- DIRECTIONS FOR THIS TASK: Exact copies of all entries are needed. Pictures are to be left out.
=== THE DATA ===
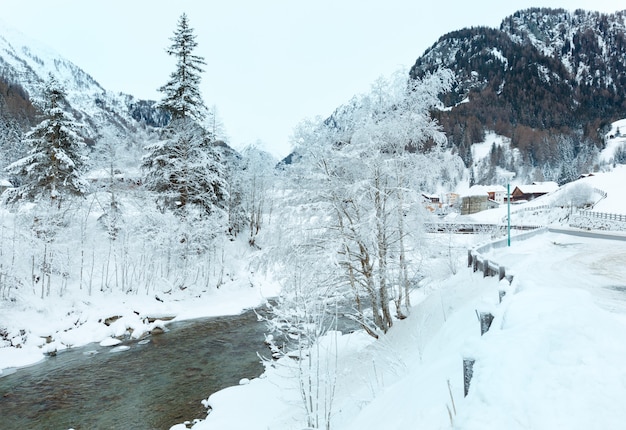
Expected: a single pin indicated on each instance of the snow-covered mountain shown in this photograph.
(550, 80)
(25, 64)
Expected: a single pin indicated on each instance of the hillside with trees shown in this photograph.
(550, 80)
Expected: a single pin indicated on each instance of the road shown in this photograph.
(587, 261)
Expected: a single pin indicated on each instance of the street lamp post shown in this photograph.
(508, 176)
(508, 211)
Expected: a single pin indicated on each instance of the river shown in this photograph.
(151, 385)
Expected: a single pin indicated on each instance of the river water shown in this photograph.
(151, 385)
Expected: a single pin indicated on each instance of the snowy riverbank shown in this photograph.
(35, 327)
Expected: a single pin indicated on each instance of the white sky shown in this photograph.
(270, 63)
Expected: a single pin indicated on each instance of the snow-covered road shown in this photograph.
(594, 264)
===
- WORKED SOLUTION:
Expected: a single pin indicated on each instance of the snow-covered mountain shown in this photograph.
(550, 80)
(25, 64)
Expected: a single pin indicated on each instance of the hillside with trees shown in this photograph.
(550, 80)
Expected: a single pin indicated on each instance of the road shown in this photograph.
(587, 261)
Expected: a single pin indicated on each instance of the street lamp post shown in this photograph.
(508, 176)
(508, 211)
Expected: a single pin indicated on each instance of the river shown in this photograph.
(151, 385)
Expected: a single pin indicated on each instance of the river water shown in this photograph.
(151, 385)
Expected: a single pin indicated on each instance of the snowy riverbank shown in this photograph.
(35, 327)
Expected: a single pin indicated on each instance of the white sky shown in this photograph.
(270, 63)
Expected: a single pin indicated on each instance of the snow-covered road shown in this photograph.
(594, 264)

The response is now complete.